[Stored items]

________________

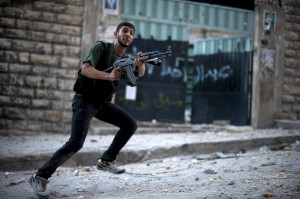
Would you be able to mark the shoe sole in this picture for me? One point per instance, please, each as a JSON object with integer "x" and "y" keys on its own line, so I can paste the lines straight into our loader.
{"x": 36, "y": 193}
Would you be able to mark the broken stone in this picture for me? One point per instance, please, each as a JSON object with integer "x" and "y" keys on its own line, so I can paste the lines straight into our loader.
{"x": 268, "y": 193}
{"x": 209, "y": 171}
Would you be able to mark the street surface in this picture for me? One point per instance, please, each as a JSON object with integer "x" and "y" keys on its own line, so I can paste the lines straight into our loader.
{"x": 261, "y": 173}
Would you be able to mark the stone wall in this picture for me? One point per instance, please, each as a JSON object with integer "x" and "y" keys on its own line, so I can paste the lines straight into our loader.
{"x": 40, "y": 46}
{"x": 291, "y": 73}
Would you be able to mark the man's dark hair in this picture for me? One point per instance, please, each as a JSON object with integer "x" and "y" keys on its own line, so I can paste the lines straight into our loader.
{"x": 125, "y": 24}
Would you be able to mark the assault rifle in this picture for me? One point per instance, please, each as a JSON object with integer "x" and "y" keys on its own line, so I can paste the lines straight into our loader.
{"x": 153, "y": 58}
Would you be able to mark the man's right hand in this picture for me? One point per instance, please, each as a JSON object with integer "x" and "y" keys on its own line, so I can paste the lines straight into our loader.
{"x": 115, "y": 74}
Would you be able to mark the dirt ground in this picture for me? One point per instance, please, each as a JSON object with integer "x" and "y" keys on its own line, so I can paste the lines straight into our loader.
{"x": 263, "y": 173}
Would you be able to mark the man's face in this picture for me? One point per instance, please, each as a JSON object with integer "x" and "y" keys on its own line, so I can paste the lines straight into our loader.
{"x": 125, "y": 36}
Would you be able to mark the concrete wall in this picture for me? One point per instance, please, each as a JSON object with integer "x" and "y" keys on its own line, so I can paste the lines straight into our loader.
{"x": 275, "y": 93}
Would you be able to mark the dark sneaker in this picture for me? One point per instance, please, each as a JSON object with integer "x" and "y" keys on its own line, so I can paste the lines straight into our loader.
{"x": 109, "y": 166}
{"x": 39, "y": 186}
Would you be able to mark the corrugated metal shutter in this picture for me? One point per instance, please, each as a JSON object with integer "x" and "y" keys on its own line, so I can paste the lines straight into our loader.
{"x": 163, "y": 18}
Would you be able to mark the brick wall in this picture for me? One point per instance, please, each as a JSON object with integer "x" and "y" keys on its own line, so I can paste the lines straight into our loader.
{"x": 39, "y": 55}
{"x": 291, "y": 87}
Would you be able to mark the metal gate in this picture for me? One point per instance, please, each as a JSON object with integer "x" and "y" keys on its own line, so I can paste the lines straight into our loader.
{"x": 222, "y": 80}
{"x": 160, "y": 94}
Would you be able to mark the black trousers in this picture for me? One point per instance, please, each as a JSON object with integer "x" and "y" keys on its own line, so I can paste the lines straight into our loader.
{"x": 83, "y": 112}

________________

Problem requirements -
Write out every line of the items again, renaming "loader" to "importer" wherever it occurs and changing nothing else. Leave the pictures out.

Written answer -
Would you be able to mark the shoe sole in this picture for me? One point per instance, please, each as a JSON object with integer "x" and "y" keys on its own line, so I can paste the lines straight into our importer.
{"x": 36, "y": 193}
Would you be able to mark the broken stone in this picture for me? One point per instance, please, each as a JSON object with integer "x" and "y" keys on its own line, so I can paste the lines straight into our importer.
{"x": 268, "y": 193}
{"x": 209, "y": 171}
Would you be able to mark the street surface in this picture for me? One point per instance, please, each as a JSON object with integer "x" and "y" keys on its own line, so I can paste the lines straight into our importer.
{"x": 261, "y": 173}
Would you be able to mark the stone wall in this picture for me? One point per instance, please, each as a JSON object with integer "x" and "y" keys on its own line, so I can paste the lines straight into our importer.
{"x": 40, "y": 46}
{"x": 291, "y": 73}
Would you be able to mark the man's dark hair in this picture for me? One point per instance, please, each as a JSON object with integer "x" and "y" keys on its own line, so I can paste the lines straight into our importer.
{"x": 125, "y": 24}
Would you be able to mark the assault rifle in this picture for me? One point per instance, please, each as a JSON object with integer "x" and "y" keys on its own line, so I can paste the lines straight into our importer.
{"x": 153, "y": 58}
Would you be able to mark the man's right hand in this picture for me? One point per instance, please, each as a JSON object with integer "x" and "y" keys on its own line, so I can paste the lines straight into our importer.
{"x": 115, "y": 74}
Would you be able to mark the dirt ground in this picture for me? One point per instance, please, each as a JSON object with integer "x" and "y" keys on its own line, so I can paste the lines straight into our importer.
{"x": 263, "y": 173}
Would you be able to mark the man's face in this picture for me? One point per instance, please, each as a JSON object with integer "x" and "y" keys on its own line, so I can paste the lines straight into our importer.
{"x": 125, "y": 36}
Would you be able to mark the concrete wall in this picture for me? One point per instance, please, each as a JSON object with integer "x" and "y" keys on its own line, so I can paste the lines straight into our importer.
{"x": 275, "y": 93}
Would you be able to mark the dark sneaker in this picture for me? One point per instance, please, each as a JSON object with integer "x" and "y" keys on its own line, so I can paste the lines straight into our importer.
{"x": 109, "y": 166}
{"x": 39, "y": 186}
Would you be able to mark the corrugated metal shutter in this picture for me? One point per instance, please, each as a JSON object with integer "x" and "y" keys on its own line, so I can paste the lines straight into our importer.
{"x": 163, "y": 18}
Would you be able to mark the brick wall in this picture for me? One point per instance, please, each as a JSON object with integer "x" and "y" keys on its own line, so I can paste the lines straight into our importer.
{"x": 39, "y": 55}
{"x": 291, "y": 87}
Would you be able to mark the metal gate in this picture for me? One point per instance, please, each as a JSON object with integer "x" and "y" keys on its own line, so I can paste the lines straight into our importer.
{"x": 222, "y": 80}
{"x": 160, "y": 94}
Would you be able to mark the black trousers in this picture for me? One point per instance, please, each as a JSON object with integer "x" and "y" keys on its own line, so I can paste the lines straight into our importer.
{"x": 83, "y": 112}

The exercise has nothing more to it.